◆ **EXERCISE DIRECTIONS**
In your reply, write out each entry exactly as given.

◆ **RECORDS FOR THIS TASK**
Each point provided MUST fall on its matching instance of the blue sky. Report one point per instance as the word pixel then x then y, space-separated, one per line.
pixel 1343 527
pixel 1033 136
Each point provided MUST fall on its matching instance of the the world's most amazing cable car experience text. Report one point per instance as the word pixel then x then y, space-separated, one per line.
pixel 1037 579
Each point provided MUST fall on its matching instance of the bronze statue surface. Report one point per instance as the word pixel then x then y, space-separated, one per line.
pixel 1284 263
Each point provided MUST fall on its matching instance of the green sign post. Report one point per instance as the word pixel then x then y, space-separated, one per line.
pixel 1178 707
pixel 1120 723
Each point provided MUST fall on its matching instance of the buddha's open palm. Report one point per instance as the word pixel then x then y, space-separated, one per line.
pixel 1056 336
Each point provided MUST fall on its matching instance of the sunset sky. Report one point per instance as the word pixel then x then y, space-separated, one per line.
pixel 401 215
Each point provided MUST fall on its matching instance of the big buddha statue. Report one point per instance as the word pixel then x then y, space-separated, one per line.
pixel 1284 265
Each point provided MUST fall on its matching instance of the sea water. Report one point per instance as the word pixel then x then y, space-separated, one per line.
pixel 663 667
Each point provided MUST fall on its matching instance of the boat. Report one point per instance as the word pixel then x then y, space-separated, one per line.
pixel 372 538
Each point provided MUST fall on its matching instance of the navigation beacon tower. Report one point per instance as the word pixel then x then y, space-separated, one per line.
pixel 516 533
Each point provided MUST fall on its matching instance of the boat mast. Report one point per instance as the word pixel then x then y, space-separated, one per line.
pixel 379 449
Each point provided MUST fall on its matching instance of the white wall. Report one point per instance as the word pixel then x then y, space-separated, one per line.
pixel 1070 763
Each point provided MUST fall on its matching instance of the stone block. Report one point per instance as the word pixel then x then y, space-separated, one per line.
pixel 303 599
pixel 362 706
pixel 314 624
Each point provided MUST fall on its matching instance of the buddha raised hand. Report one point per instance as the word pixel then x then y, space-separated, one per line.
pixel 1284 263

◆ **EXERCISE OUTPUT**
Each point provided MUST fall on its matching instance of the blue sky. Report one point per instance as the word pixel then x then y, space-separated, one per line.
pixel 1343 527
pixel 1033 136
Each point provided MUST fall on its matching instance of the the world's most amazing cable car experience text. Report one point per instance as the word pixel then x then y, space-separated, one per line.
pixel 1037 579
Each point provided MUST fall on its matching instance of the bronze statue surface. Report one point per instance as the word pixel then x then y, space-separated, one per line.
pixel 1284 263
Each point provided MUST fall on its matching instance of the green sign post. Report one point per instance as the word pixel then x then y, space-separated, one per line.
pixel 1178 707
pixel 1120 723
Each point provided MUST fall on its matching instance of the buddha's open palm. Report one point per instance as the word pixel then x then y, space-separated, one per line.
pixel 1056 336
Each point provided MUST fall on its matching instance of the sunset sky. Report one point per instance as the word pixel then x then y, space-separated, one per line.
pixel 401 215
Each point provided MUST fall on its matching instance of the big buddha statue. Report one point per instance as the word pixel then x then y, space-separated, one per line.
pixel 1284 265
Each point provided MUST fall on its matching instance of the sea water. Report one point per instance as the word pixel then x then y, space-separated, one per line.
pixel 663 667
Each point provided MUST fall on its matching instance of the boat. Report one point per instance as the word pixel then x then y, space-separated, one per line.
pixel 372 538
Each point provided MUST fall on its matching instance of the navigation beacon tower. Report one point per instance as the word pixel then x then y, space-separated, one per line.
pixel 516 533
Each point provided MUST fall on its matching instance of the boat mast. Report one point per instance as the word pixel then x then y, space-separated, one per line.
pixel 379 449
Each point provided MUST fall on its matching instance of the white wall. Report one point per instance as the word pixel then x then y, space-separated, one per line.
pixel 1070 763
Each point provided MUST fall on its matching instance of the stone block. Report one point per instance as the word pixel then x then y, space-separated, one per line.
pixel 303 599
pixel 362 706
pixel 314 624
Each point provided MUST fall on its matching instance of the buddha raised hand. Report one point per instance as the word pixel then x then y, space-separated, one per line.
pixel 1284 263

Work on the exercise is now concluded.